***** Records supplied *****
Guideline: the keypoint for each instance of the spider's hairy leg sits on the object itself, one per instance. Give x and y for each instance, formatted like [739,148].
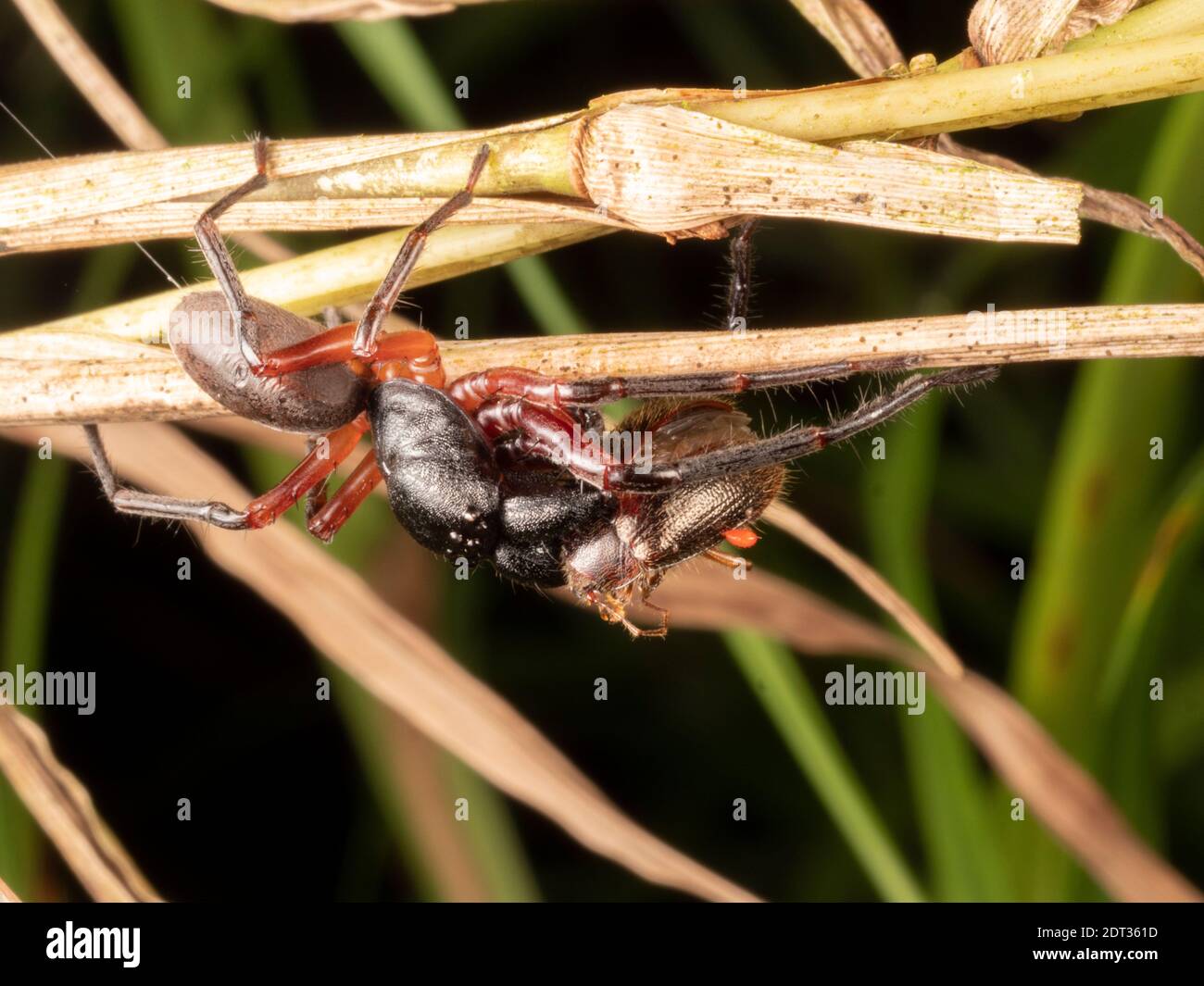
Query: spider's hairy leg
[311,473]
[739,281]
[474,389]
[793,444]
[127,500]
[217,253]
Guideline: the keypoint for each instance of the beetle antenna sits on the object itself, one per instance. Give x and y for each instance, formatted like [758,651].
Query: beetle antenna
*****
Written task
Please copy out the rows word for word, starting at the line that contains "Guideline: the keypoint for each instance of the beetle" and continuing through the last line of the rows.

Response to this exercise
Guideline: the keypoint for each instance of the beetle antenna sits on the object itself, one per instance. Give x and y for each instance, formatted like [758,651].
Query: beetle antenna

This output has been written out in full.